**TO BE DONE:**
Count how many lines in the items below contain the string "walking", and reply with only that number.

**LISTED RECORDS:**

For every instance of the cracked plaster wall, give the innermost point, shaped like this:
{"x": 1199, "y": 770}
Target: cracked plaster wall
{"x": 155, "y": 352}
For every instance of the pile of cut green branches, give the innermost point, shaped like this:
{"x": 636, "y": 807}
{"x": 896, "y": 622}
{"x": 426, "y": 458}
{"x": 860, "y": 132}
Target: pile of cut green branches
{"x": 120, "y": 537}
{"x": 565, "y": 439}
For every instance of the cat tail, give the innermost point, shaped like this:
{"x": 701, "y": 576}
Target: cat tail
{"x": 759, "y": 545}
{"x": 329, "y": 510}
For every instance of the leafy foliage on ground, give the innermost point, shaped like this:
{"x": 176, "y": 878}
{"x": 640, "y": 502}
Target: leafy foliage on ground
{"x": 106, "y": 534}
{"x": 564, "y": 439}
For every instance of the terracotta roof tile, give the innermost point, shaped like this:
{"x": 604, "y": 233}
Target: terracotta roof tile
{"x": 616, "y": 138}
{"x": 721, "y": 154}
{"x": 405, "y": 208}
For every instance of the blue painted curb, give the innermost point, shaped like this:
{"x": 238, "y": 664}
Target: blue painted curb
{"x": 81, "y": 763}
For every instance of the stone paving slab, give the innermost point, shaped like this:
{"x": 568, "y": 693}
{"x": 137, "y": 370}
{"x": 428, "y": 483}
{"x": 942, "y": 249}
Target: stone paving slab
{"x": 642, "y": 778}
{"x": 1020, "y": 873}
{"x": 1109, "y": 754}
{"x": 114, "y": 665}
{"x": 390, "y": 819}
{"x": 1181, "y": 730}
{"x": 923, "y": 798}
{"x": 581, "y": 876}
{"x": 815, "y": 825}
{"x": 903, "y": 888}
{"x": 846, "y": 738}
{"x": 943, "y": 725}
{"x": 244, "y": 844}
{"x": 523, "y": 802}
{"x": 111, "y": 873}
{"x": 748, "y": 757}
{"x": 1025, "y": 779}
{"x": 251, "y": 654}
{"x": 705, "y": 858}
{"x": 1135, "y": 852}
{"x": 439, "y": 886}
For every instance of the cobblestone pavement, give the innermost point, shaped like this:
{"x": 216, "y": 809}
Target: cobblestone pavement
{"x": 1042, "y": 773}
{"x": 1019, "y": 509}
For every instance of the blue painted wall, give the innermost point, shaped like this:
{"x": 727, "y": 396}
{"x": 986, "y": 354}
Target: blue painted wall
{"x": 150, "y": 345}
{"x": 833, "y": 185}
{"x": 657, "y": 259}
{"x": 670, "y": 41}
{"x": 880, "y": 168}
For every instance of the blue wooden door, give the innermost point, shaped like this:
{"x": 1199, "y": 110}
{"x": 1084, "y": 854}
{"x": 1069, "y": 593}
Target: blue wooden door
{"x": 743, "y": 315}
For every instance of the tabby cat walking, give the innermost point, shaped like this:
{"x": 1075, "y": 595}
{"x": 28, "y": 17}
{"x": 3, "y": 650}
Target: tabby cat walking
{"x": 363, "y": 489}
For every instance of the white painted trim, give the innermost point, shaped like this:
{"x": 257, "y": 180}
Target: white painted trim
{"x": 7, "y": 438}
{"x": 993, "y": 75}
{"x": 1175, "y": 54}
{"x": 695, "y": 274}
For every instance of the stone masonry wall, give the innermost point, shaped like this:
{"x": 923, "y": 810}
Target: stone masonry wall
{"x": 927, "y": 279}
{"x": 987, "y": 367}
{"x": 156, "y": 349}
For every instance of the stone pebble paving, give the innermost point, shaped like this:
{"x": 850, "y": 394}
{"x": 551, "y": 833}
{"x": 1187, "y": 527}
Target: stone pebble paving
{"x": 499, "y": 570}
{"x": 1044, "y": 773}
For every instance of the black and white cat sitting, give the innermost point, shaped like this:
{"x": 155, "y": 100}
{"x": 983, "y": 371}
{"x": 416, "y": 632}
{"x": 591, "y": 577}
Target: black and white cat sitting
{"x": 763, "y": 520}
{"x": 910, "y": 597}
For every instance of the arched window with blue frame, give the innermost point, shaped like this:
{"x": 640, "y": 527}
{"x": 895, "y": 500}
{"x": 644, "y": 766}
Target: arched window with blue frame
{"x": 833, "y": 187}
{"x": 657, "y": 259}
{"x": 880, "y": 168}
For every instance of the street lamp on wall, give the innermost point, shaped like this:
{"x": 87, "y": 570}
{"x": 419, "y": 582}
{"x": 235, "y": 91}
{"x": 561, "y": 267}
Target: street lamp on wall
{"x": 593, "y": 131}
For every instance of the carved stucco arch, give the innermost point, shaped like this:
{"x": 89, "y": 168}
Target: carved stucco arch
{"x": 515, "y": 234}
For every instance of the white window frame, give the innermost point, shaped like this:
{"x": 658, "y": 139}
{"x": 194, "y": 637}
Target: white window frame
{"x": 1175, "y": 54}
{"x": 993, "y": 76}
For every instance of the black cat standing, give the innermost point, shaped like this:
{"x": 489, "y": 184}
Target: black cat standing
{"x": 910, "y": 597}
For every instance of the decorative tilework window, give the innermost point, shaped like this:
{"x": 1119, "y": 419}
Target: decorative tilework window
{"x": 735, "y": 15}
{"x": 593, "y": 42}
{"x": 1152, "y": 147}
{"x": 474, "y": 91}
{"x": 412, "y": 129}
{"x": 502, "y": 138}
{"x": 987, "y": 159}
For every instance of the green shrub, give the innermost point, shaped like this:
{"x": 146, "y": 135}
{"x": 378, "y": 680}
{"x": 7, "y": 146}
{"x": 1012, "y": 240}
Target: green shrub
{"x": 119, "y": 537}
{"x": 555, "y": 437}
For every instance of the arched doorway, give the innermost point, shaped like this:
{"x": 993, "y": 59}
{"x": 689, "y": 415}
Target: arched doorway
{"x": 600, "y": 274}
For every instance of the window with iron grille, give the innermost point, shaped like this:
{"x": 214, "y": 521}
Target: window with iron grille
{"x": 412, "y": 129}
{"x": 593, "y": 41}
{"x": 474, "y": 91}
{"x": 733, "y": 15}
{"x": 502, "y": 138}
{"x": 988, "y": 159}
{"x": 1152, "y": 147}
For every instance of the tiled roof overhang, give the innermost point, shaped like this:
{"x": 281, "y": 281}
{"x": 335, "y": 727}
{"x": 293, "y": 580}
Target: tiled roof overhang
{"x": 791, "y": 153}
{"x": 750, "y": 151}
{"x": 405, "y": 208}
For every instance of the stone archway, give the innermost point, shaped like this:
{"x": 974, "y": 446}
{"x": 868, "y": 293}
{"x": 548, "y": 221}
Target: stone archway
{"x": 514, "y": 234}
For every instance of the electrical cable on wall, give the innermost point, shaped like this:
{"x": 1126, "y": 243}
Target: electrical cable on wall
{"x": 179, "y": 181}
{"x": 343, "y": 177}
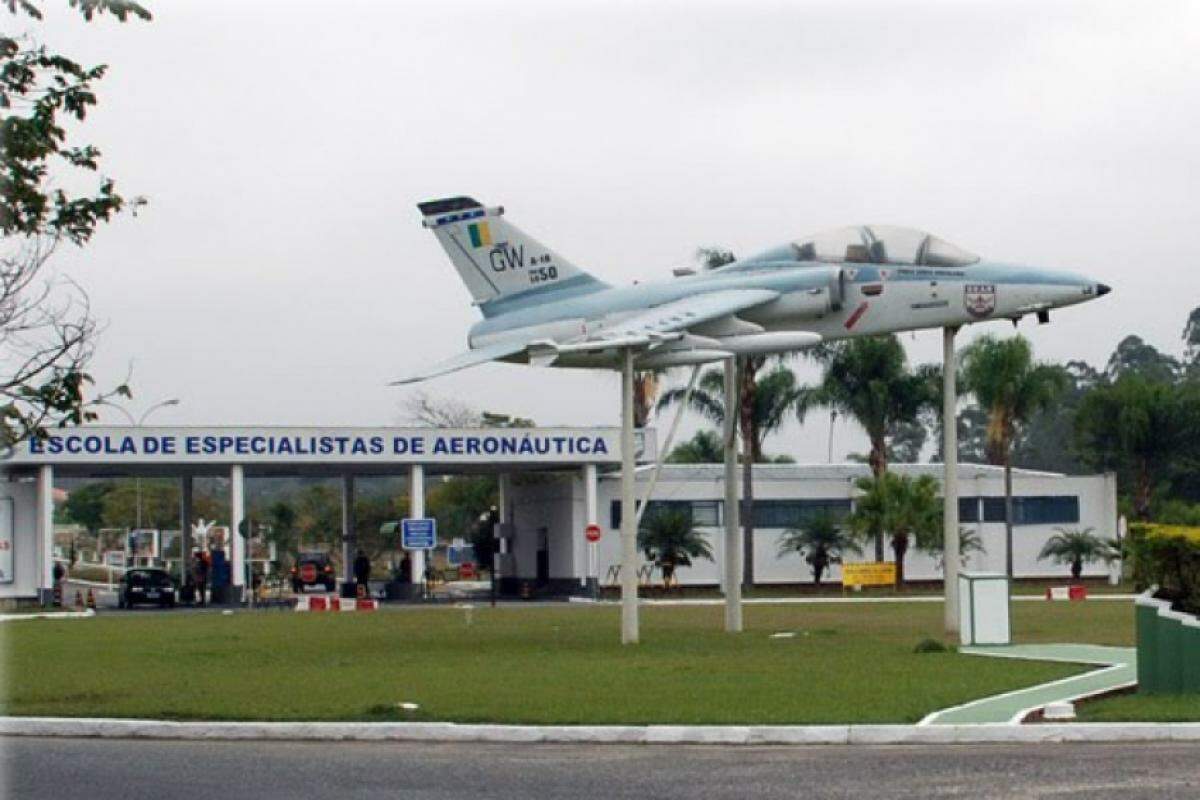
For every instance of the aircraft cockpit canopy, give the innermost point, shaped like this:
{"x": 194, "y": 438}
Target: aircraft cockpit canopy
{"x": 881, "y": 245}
==
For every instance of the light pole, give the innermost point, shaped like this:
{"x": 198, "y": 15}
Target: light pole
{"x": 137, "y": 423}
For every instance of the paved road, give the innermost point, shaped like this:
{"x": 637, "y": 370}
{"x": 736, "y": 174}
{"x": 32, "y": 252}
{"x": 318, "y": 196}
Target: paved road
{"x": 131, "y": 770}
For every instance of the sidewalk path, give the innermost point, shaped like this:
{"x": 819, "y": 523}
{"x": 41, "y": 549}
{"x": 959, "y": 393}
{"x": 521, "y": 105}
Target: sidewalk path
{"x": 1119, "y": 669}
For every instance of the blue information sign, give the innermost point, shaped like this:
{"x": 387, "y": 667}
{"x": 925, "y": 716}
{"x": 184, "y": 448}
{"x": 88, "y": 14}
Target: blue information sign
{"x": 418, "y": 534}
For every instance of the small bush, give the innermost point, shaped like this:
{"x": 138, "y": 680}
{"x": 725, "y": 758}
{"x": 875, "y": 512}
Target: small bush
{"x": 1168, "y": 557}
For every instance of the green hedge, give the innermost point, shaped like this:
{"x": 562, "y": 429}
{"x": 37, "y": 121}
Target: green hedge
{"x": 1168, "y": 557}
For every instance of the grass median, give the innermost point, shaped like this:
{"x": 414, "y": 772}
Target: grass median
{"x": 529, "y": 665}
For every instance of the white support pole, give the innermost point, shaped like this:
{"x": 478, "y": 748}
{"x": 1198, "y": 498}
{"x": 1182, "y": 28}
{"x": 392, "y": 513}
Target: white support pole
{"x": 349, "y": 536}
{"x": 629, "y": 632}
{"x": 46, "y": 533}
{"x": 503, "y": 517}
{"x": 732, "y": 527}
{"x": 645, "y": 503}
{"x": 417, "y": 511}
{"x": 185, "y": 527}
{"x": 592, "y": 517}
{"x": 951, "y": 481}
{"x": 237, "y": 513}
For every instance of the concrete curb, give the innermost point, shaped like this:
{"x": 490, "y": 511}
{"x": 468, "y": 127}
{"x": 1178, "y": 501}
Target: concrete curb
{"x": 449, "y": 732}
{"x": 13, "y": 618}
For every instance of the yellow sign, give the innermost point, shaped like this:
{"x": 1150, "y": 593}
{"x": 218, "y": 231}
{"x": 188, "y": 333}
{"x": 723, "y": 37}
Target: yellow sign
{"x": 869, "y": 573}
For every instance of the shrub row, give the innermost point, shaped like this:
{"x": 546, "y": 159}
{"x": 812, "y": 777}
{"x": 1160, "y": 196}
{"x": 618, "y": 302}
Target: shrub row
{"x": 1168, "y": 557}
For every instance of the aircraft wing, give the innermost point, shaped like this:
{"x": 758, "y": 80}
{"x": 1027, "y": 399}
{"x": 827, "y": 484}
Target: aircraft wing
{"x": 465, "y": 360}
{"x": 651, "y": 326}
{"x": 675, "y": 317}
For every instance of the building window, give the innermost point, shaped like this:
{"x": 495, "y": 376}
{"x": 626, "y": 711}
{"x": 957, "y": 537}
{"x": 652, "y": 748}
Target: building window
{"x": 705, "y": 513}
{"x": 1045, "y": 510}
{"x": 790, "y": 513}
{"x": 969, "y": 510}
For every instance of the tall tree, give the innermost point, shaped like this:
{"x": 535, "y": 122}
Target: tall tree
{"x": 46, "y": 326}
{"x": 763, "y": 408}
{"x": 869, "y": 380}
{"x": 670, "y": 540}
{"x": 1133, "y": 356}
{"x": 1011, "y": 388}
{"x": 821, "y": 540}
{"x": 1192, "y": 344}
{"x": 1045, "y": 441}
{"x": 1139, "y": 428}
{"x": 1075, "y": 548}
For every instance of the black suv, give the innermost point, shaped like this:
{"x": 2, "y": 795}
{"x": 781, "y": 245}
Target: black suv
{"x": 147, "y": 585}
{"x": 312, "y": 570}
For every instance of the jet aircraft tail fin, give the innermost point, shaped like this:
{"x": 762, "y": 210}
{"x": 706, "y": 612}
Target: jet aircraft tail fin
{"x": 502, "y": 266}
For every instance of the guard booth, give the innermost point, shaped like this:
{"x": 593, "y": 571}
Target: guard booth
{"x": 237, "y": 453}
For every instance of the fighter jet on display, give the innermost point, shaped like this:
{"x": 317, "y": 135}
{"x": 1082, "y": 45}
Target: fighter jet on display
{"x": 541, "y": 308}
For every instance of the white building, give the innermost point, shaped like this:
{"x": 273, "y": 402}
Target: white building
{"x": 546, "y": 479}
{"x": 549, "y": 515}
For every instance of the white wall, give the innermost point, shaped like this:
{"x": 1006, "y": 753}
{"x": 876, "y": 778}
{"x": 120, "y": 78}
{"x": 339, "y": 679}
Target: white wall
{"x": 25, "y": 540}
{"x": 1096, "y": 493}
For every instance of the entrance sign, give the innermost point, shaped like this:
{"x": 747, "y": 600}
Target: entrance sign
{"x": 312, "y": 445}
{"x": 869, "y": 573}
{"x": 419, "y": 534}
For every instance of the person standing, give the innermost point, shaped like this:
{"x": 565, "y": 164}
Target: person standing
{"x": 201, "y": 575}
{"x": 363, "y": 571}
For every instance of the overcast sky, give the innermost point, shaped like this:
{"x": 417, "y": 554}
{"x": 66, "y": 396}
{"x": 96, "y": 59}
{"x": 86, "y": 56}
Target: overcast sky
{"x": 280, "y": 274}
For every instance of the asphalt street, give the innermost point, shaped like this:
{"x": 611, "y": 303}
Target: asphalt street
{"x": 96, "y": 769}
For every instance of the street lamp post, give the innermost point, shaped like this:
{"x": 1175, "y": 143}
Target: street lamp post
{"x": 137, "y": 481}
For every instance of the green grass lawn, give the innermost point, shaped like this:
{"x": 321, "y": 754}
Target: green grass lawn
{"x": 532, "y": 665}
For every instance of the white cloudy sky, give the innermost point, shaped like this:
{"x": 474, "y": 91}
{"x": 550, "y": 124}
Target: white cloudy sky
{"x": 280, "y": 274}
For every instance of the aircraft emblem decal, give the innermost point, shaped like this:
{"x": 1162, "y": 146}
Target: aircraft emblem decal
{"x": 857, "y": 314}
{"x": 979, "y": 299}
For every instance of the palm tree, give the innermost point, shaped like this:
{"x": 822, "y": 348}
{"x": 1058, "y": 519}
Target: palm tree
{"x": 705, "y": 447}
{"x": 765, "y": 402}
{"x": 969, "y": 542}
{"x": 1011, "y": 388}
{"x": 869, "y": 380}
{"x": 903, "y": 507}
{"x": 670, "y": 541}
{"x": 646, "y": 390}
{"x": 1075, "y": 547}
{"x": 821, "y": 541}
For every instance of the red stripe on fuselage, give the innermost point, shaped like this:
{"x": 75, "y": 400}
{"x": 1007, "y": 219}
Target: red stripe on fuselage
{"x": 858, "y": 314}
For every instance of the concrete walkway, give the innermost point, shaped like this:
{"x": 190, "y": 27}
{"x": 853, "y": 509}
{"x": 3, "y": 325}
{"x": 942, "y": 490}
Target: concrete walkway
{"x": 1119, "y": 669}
* * *
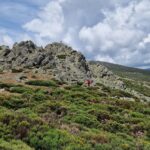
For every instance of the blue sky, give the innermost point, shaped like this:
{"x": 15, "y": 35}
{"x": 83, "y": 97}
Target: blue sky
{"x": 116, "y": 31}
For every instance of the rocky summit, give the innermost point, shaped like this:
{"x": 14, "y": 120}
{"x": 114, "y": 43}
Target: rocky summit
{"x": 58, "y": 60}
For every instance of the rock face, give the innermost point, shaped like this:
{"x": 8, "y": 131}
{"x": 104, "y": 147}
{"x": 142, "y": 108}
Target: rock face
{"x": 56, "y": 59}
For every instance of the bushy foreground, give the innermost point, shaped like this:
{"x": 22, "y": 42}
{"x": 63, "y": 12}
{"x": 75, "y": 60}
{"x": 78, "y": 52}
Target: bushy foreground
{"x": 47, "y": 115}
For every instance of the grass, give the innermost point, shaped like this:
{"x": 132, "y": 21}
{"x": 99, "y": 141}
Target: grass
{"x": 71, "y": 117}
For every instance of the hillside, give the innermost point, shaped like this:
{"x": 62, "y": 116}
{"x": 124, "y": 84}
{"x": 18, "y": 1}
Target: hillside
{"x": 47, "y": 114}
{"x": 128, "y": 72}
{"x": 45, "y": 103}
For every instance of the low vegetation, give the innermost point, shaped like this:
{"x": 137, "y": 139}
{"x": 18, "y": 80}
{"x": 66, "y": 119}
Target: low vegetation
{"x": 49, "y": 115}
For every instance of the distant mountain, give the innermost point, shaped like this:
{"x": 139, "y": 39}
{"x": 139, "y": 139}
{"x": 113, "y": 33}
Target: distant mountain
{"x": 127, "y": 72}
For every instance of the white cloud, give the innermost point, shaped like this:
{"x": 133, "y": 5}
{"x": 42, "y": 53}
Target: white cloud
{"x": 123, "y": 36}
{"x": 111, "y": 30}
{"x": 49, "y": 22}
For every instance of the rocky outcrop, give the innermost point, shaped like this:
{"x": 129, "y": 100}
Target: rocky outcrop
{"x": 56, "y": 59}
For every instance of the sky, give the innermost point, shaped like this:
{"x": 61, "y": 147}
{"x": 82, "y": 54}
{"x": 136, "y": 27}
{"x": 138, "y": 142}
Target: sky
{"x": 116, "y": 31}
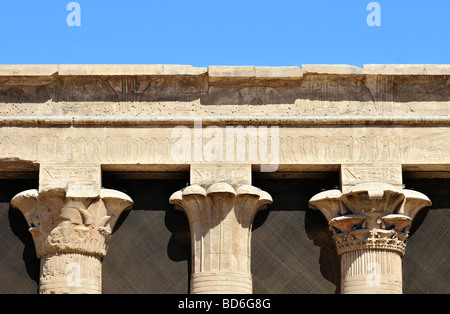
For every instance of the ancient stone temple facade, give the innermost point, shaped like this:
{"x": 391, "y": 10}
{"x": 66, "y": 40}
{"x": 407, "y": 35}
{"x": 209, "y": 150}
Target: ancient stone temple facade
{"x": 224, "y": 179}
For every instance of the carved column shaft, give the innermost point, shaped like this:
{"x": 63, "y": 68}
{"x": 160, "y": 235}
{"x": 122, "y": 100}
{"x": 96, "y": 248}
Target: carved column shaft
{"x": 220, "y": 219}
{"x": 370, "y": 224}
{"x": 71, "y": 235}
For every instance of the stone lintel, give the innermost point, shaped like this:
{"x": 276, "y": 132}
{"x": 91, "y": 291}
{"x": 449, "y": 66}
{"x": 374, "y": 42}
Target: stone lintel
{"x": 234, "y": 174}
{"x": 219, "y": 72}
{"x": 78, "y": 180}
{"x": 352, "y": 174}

**SOLUTION:**
2